In the entries that follow, the lines from the line containing "Target: riverbank" up to and including the line containing "<point>363,385</point>" must be copied exactly, with pictures omitted.

Saved entries
===

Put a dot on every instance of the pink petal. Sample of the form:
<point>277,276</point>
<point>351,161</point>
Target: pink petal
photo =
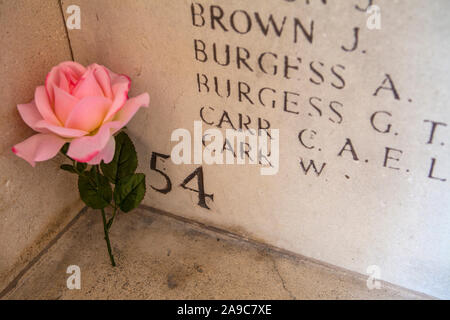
<point>39,147</point>
<point>64,104</point>
<point>131,107</point>
<point>107,154</point>
<point>44,107</point>
<point>53,78</point>
<point>102,76</point>
<point>88,114</point>
<point>86,148</point>
<point>30,114</point>
<point>60,131</point>
<point>120,87</point>
<point>87,86</point>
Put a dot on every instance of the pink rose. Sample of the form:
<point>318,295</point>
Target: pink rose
<point>83,106</point>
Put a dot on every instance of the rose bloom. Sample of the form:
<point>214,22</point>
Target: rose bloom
<point>82,106</point>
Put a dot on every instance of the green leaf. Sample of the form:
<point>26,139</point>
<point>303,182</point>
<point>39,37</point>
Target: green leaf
<point>130,191</point>
<point>124,162</point>
<point>68,168</point>
<point>95,189</point>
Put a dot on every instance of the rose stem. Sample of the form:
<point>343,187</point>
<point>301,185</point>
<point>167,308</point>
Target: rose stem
<point>105,228</point>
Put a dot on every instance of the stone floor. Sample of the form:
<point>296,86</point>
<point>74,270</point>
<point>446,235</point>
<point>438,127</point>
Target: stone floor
<point>162,257</point>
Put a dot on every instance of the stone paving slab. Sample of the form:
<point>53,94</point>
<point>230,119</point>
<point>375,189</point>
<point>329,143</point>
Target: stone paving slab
<point>162,257</point>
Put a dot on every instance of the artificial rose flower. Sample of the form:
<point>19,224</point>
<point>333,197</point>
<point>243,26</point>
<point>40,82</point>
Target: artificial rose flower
<point>82,106</point>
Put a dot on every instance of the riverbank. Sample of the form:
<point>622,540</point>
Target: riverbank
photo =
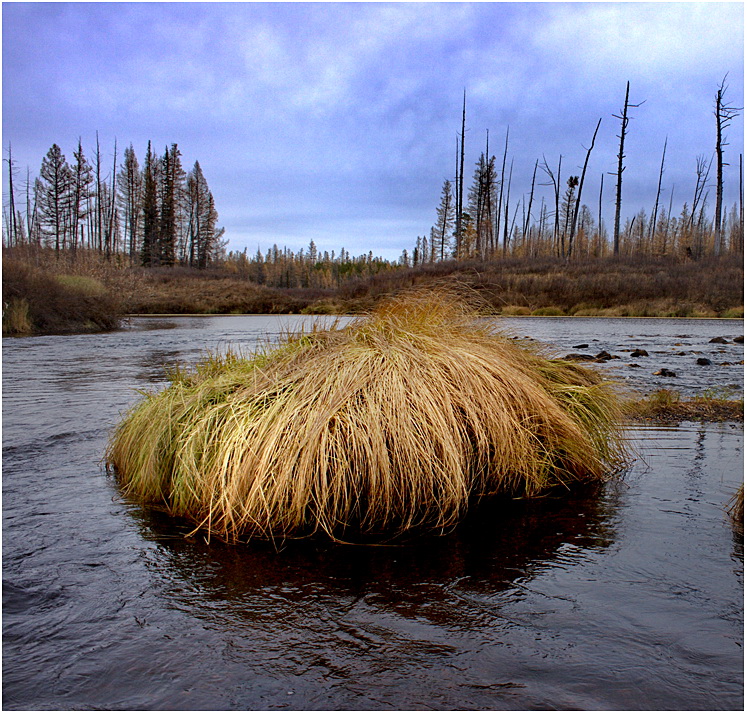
<point>37,301</point>
<point>666,406</point>
<point>602,287</point>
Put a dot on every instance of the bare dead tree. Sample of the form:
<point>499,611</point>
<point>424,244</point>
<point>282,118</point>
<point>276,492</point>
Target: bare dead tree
<point>500,198</point>
<point>460,183</point>
<point>701,177</point>
<point>529,208</point>
<point>11,223</point>
<point>505,221</point>
<point>599,222</point>
<point>620,158</point>
<point>724,114</point>
<point>581,188</point>
<point>658,193</point>
<point>741,191</point>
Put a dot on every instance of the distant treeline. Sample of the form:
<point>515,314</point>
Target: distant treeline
<point>489,224</point>
<point>160,215</point>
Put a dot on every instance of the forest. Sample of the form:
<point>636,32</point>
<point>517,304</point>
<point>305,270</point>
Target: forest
<point>151,239</point>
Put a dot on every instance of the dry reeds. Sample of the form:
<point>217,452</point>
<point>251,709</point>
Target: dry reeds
<point>736,510</point>
<point>393,423</point>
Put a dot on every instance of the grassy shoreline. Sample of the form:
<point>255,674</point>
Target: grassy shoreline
<point>666,407</point>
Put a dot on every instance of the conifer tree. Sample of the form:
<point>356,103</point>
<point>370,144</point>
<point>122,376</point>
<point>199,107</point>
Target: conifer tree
<point>54,195</point>
<point>150,254</point>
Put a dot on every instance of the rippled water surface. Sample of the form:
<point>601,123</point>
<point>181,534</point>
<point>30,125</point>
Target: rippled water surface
<point>628,596</point>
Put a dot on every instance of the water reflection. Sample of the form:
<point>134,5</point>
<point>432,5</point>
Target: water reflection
<point>457,579</point>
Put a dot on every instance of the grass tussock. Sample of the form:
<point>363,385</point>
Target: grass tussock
<point>393,423</point>
<point>37,300</point>
<point>667,405</point>
<point>736,510</point>
<point>16,318</point>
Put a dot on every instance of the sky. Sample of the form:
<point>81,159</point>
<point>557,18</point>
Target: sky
<point>337,122</point>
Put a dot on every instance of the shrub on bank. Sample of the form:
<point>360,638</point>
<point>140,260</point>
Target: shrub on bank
<point>394,423</point>
<point>54,303</point>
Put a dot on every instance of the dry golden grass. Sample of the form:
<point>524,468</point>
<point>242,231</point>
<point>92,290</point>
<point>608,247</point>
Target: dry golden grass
<point>666,405</point>
<point>736,509</point>
<point>16,318</point>
<point>393,423</point>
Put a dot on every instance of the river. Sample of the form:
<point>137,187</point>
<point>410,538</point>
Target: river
<point>625,596</point>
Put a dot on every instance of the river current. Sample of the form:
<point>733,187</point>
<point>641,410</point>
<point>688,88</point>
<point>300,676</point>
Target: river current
<point>624,596</point>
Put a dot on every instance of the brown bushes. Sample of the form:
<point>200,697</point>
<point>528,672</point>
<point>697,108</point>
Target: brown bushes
<point>54,305</point>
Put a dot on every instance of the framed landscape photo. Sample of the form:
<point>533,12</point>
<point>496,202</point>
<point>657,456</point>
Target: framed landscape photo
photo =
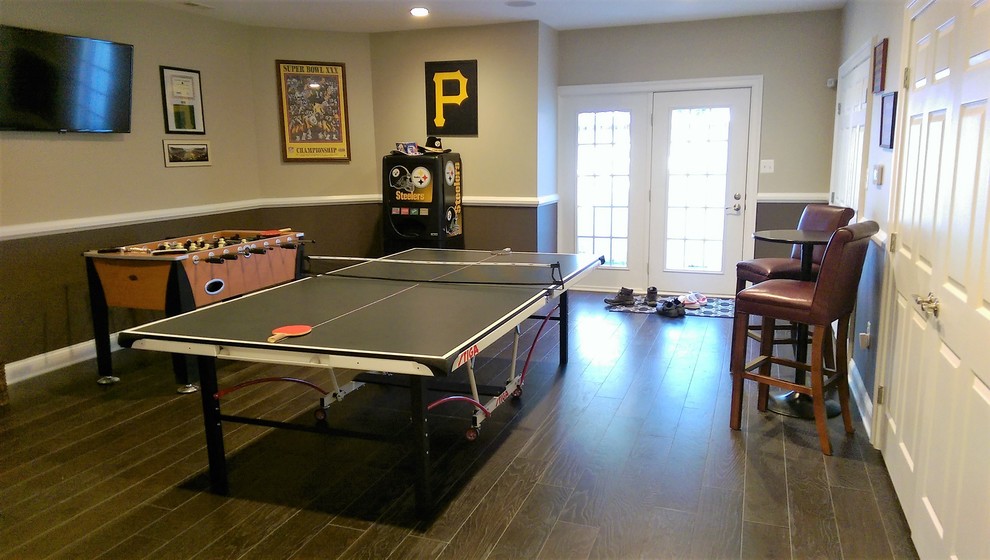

===

*Response*.
Target: riverbank
photo =
<point>37,301</point>
<point>666,406</point>
<point>602,287</point>
Put a dot on every instance of the bare dead tree. Sample of the form:
<point>499,611</point>
<point>424,244</point>
<point>282,118</point>
<point>276,492</point>
Target: bare dead tree
<point>500,198</point>
<point>460,183</point>
<point>701,177</point>
<point>529,208</point>
<point>11,223</point>
<point>505,221</point>
<point>599,222</point>
<point>620,158</point>
<point>724,114</point>
<point>581,188</point>
<point>658,193</point>
<point>741,191</point>
Put a dot on every instance of the distant treeline. Sample of the form:
<point>515,314</point>
Target: distant treeline
<point>489,224</point>
<point>160,215</point>
Put a dot on every instance of the forest. Sample of the form:
<point>636,32</point>
<point>517,304</point>
<point>305,270</point>
Target: forest
<point>151,239</point>
Put a dot on every instance of the dry reeds. Sample of the form:
<point>217,452</point>
<point>251,709</point>
Target: dry reeds
<point>736,510</point>
<point>393,423</point>
Put a dot on every instance of the grassy shoreline. Sample of the form:
<point>255,674</point>
Target: grassy shoreline
<point>666,407</point>
Put a dot on every instance of the conifer tree. Sample of the form:
<point>356,103</point>
<point>370,144</point>
<point>122,376</point>
<point>199,107</point>
Target: conifer tree
<point>54,195</point>
<point>150,254</point>
Put a dot on every instance of the rippled water surface. Sample of the form:
<point>601,123</point>
<point>181,534</point>
<point>30,125</point>
Target: rippled water surface
<point>628,596</point>
Put a dot on every instance of the water reflection. Sample of the form:
<point>134,5</point>
<point>432,5</point>
Target: water reflection
<point>457,579</point>
Put a dot on every instance of the grass tussock. Sample of the form:
<point>363,385</point>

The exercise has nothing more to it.